----- Given records

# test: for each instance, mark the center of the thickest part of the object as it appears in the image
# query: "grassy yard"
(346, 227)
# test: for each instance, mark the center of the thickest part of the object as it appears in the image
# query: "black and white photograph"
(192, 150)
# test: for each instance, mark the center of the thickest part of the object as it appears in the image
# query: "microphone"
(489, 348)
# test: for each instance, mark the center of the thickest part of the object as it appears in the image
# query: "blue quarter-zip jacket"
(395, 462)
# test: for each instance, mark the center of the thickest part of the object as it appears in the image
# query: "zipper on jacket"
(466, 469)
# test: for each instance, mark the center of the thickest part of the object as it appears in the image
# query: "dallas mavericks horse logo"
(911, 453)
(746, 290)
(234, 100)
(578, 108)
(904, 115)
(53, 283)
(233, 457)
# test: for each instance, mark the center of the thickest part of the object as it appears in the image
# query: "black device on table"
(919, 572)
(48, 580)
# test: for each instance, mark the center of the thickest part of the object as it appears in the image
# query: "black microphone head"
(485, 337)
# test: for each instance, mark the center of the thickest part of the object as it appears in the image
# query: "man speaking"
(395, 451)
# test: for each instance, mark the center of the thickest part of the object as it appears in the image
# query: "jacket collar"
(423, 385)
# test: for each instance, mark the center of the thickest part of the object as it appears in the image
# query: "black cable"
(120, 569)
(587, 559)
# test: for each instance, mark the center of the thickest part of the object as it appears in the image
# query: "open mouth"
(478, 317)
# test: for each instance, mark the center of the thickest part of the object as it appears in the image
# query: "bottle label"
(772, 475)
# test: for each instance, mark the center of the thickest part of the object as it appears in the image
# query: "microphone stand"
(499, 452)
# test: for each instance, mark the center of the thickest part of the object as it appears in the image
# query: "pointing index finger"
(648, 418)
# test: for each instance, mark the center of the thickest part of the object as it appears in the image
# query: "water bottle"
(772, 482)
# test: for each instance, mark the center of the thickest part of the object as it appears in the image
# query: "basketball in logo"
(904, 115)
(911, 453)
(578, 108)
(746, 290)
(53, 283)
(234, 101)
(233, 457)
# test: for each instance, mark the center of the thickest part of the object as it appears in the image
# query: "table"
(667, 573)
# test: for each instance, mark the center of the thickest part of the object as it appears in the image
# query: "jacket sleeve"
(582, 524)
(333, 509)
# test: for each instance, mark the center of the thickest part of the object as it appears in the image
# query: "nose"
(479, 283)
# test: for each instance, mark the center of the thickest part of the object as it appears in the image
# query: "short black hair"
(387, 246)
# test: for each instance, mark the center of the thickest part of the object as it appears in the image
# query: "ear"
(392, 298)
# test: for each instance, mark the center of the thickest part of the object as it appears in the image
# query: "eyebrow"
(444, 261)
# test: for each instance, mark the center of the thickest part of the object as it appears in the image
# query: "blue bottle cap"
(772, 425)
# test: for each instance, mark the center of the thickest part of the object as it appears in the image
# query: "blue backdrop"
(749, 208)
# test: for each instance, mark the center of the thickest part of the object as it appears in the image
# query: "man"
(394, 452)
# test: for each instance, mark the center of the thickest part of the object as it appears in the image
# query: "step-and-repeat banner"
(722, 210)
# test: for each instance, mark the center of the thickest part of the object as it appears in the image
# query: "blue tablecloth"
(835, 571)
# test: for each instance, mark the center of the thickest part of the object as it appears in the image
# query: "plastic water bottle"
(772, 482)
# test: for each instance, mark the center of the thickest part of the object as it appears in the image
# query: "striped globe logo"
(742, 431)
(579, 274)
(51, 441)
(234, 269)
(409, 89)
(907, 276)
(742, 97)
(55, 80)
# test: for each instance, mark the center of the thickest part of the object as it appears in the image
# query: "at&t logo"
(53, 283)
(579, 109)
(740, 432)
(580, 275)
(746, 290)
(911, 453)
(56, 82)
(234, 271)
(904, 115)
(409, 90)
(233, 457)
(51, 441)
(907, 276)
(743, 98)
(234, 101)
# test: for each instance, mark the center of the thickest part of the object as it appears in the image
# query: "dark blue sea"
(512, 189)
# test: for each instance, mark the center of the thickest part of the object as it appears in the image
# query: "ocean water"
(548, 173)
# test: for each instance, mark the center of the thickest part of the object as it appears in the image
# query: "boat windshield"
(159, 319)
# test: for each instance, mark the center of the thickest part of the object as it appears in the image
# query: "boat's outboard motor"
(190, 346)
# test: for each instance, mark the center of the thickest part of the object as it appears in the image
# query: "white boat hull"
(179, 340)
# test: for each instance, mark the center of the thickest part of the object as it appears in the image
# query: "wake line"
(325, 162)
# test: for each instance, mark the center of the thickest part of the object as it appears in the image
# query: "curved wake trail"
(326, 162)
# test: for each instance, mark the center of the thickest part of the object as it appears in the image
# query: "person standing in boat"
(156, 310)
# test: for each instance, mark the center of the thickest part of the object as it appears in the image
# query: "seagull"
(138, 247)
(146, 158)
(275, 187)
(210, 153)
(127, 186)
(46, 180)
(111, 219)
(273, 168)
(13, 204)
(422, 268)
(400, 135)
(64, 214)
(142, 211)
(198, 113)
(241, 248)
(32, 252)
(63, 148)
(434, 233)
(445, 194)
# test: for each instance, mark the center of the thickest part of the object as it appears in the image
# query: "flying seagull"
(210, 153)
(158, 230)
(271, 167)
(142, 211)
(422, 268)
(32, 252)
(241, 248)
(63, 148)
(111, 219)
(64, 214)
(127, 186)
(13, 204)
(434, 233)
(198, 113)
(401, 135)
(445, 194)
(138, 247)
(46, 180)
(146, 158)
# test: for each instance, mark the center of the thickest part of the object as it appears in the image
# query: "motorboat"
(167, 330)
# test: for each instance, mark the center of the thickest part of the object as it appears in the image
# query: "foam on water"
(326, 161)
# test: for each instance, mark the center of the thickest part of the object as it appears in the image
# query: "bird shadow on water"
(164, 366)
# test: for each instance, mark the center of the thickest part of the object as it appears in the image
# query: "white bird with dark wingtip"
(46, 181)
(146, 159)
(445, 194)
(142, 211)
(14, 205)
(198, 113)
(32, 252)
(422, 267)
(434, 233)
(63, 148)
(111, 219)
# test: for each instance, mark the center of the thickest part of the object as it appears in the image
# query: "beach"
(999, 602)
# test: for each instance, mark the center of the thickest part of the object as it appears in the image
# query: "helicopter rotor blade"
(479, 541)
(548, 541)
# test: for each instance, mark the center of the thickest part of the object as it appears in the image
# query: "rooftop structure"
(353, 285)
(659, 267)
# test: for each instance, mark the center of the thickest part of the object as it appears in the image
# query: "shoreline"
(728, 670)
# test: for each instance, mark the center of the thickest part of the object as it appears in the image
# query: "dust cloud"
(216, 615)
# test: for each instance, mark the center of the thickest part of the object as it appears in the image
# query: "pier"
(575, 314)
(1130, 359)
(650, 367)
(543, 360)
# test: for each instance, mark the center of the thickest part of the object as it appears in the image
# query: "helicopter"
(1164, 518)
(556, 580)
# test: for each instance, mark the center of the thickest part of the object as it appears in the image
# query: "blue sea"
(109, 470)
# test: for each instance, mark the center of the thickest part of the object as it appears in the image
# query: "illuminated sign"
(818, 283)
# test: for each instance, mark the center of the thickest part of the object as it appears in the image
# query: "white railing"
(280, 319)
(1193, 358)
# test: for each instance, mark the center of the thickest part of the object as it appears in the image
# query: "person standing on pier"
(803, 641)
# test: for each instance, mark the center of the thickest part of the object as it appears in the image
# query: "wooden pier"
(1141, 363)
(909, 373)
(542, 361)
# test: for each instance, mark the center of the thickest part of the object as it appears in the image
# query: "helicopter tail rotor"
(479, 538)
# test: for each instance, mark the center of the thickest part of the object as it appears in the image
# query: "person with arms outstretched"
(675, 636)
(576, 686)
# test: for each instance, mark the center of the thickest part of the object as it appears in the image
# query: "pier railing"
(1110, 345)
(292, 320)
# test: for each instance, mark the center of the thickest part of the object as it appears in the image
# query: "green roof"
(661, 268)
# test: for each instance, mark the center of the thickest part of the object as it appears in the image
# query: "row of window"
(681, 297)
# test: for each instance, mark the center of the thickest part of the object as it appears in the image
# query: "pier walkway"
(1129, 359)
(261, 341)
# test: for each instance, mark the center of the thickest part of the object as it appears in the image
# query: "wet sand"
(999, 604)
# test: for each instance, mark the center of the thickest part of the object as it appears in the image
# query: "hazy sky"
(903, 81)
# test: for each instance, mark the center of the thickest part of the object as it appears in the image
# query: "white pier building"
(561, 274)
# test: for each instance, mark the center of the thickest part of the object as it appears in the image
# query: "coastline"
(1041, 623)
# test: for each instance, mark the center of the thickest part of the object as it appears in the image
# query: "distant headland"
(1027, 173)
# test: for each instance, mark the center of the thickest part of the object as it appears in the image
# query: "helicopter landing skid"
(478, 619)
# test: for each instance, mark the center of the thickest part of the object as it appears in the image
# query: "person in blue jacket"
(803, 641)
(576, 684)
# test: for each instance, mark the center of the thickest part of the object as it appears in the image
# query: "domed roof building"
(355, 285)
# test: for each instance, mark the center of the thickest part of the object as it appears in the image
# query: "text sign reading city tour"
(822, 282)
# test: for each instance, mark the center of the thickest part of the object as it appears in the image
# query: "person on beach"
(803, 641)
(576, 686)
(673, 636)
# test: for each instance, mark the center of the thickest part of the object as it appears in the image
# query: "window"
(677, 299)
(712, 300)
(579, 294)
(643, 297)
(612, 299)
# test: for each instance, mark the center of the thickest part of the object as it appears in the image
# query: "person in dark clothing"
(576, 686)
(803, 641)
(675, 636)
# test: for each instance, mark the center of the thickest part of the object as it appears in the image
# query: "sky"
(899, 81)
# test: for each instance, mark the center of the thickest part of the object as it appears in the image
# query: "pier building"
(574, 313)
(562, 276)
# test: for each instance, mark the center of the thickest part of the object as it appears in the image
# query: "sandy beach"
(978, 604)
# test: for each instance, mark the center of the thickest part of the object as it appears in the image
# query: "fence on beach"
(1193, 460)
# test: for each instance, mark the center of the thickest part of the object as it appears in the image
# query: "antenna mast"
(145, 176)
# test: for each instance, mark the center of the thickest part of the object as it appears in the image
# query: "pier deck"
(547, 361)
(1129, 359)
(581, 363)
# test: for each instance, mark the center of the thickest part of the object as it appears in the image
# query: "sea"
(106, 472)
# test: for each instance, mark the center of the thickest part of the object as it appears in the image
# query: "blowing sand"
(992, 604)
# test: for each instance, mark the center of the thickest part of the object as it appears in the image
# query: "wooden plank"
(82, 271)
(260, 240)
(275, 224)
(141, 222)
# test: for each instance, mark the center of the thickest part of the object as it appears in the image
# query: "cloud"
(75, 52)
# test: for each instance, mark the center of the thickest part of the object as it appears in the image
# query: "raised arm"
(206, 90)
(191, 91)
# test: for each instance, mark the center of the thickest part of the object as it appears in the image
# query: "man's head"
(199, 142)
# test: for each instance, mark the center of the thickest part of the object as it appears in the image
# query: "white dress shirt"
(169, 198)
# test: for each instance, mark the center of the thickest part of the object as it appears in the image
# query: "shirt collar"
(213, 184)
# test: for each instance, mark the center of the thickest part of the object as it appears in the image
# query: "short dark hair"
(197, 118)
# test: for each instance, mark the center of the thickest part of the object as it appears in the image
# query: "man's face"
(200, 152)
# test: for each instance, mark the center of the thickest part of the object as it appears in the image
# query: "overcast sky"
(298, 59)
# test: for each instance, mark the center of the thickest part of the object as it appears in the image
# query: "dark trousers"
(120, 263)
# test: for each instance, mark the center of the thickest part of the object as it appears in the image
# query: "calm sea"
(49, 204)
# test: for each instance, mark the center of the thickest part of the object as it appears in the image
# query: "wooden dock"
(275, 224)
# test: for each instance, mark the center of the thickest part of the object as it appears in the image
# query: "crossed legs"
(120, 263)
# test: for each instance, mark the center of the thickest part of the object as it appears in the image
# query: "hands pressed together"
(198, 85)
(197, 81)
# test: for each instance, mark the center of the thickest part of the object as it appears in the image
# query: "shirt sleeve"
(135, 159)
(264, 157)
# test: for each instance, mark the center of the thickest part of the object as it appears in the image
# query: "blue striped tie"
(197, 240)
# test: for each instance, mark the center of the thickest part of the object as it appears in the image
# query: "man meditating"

----------

Set task ->
Which lines in the records above contain the string "seagull", matching case? Filter the records down to those lines and copy each one.

Output of the exercise ->
# query: "seagull"
# query: "flying seagull"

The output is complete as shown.